EXERCISE DIRECTIONS: Render each line of the entries below as a Markdown table with two columns, Row and Line. Put a running row number under Row and the line itself under Line, and skip blank lines.

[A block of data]
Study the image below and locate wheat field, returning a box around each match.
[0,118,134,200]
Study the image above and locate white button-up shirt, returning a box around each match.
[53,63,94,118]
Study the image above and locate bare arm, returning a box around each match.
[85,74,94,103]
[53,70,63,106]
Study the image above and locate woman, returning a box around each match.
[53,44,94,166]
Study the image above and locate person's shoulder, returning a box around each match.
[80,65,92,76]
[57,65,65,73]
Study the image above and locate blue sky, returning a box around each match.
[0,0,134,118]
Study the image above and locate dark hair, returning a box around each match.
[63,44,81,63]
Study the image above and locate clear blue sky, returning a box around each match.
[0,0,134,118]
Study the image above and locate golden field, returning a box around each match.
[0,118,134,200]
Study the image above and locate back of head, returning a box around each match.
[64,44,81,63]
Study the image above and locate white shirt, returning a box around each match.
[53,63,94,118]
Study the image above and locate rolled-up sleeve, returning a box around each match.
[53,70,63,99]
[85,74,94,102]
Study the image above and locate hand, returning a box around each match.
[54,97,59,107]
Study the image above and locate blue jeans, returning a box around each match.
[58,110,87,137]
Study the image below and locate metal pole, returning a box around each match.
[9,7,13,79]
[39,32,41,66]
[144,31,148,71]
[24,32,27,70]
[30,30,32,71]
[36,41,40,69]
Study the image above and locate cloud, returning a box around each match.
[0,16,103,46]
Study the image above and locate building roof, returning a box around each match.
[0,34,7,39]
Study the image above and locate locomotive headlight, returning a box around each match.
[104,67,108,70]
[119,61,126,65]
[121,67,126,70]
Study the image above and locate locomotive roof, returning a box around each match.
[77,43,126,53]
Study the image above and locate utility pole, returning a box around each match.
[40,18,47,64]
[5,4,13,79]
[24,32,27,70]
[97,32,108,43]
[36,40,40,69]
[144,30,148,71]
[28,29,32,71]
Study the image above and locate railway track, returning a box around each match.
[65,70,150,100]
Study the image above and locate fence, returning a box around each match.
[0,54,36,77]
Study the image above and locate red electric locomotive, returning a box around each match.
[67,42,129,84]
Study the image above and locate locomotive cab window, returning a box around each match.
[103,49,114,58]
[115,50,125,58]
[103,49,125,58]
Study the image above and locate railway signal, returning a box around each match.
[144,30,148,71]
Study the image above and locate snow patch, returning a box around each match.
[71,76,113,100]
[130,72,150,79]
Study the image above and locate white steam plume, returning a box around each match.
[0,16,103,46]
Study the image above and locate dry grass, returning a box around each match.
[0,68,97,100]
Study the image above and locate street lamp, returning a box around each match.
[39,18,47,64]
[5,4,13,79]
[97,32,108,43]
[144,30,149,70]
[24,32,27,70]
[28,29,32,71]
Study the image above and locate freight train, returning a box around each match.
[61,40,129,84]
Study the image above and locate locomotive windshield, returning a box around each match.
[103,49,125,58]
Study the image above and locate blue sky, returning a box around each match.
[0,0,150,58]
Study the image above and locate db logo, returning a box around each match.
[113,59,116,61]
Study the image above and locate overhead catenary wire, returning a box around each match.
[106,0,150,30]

RESULT:
| Row | Line |
|---|---|
| 1 | Study the image below and locate wheat field, returning a box around each match. |
| 2 | [0,118,134,200] |
| 3 | Study the image above and locate white button-up shirt, returning a box around each match. |
| 4 | [53,63,94,118] |
| 5 | Study the image above and locate bare arm, returning a box around each match. |
| 6 | [85,74,94,103] |
| 7 | [53,70,63,106] |
| 8 | Study the image above and locate woman, returning a box around each match. |
| 9 | [53,44,94,166] |
| 10 | Study the image above and locate person's shoulder, returning a box around each match. |
| 11 | [80,65,92,76] |
| 12 | [57,65,65,73] |
| 13 | Study the image above and locate blue sky, returning a box around each match. |
| 14 | [0,0,134,118] |
| 15 | Study the image above and locate dark hair, returning a box around each match. |
| 16 | [63,44,81,63] |
| 17 | Study the image above and locate clear blue sky, returning a box around each match. |
| 18 | [0,0,134,118] |
| 19 | Study the image above and locate golden field, returning a box around each match. |
| 20 | [0,118,134,200] |
| 21 | Study the image above and locate back of head, returning a box around each match. |
| 22 | [64,44,81,63] |
| 23 | Study the image above and locate white shirt, returning a box around each match. |
| 24 | [53,63,94,118] |
| 25 | Study the image above and locate rolled-up sleeve, returning a box around each match. |
| 26 | [53,70,63,99] |
| 27 | [85,74,94,102] |
| 28 | Study the image above and locate hand, returning a box around each match. |
| 29 | [54,97,59,107] |
| 30 | Study the image above and locate blue jeans, returning a box around each match. |
| 31 | [58,110,87,137] |
| 32 | Study the image below and locate metal pole, returning a box around each match. |
| 33 | [9,7,13,79] |
| 34 | [39,32,41,66] |
| 35 | [144,31,148,71] |
| 36 | [24,32,27,70] |
| 37 | [30,30,32,71] |
| 38 | [36,41,40,69] |
| 39 | Study the image above and locate cloud, returning a box around each match. |
| 40 | [0,16,103,46] |
| 41 | Study the image above and locate building roof, returning a box around each match. |
| 42 | [0,34,7,39] |
| 43 | Study the image above and locate locomotive headlight, returning a box around each match. |
| 44 | [104,67,108,70] |
| 45 | [119,61,126,65] |
| 46 | [121,67,126,70] |
| 47 | Study the image above and locate locomotive roof, returning a box around each match. |
| 48 | [77,43,126,53] |
| 49 | Study the image above and locate utility pole, returning a box around each match. |
| 50 | [40,18,47,64] |
| 51 | [5,4,13,79] |
| 52 | [24,32,27,70] |
| 53 | [97,32,108,43] |
| 54 | [36,40,40,69] |
| 55 | [144,30,148,71] |
| 56 | [28,29,32,71] |
| 57 | Study the image above and locate railway track, returning a box around each match. |
| 58 | [65,70,150,100] |
| 59 | Study the image above and locate fence, returning a box around each match. |
| 60 | [0,54,36,77] |
| 61 | Study the image above and locate red electric locomotive, returning a box around each match. |
| 62 | [67,42,129,84] |
| 63 | Study the image above and locate locomotive cab window, returning a box around each match. |
| 64 | [103,49,114,58] |
| 65 | [115,50,125,58] |
| 66 | [103,49,125,58] |
| 67 | Study the image above and locate railway signal, returning a box around each match. |
| 68 | [144,30,148,71] |
| 69 | Study the image above and locate snow patch, returning a box around each match. |
| 70 | [71,76,113,100] |
| 71 | [130,72,150,79] |
| 72 | Study the image above and locate white steam plume, returning a box around each match. |
| 73 | [0,16,103,46] |
| 74 | Study the image above and locate dry grass, returning a box around each match. |
| 75 | [0,68,97,100] |
| 76 | Study the image above and locate street lamp, returning a box around each match. |
| 77 | [39,18,47,64] |
| 78 | [5,4,13,79] |
| 79 | [97,32,108,43] |
| 80 | [144,30,149,70] |
| 81 | [24,32,27,70] |
| 82 | [28,29,32,71] |
| 83 | Study the image above and locate freight train, returning a box around each match. |
| 84 | [61,40,129,84] |
| 85 | Study the image above and locate locomotive windshield, returning a box around each match. |
| 86 | [103,49,125,58] |
| 87 | Study the image above and locate blue sky, returning a box around each match. |
| 88 | [0,0,150,58] |
| 89 | Study the image above and locate db logo, returning a box around each match. |
| 90 | [113,59,116,61] |
| 91 | Study the image above and locate overhead catenary wire, returning a box around each match. |
| 92 | [106,0,150,30] |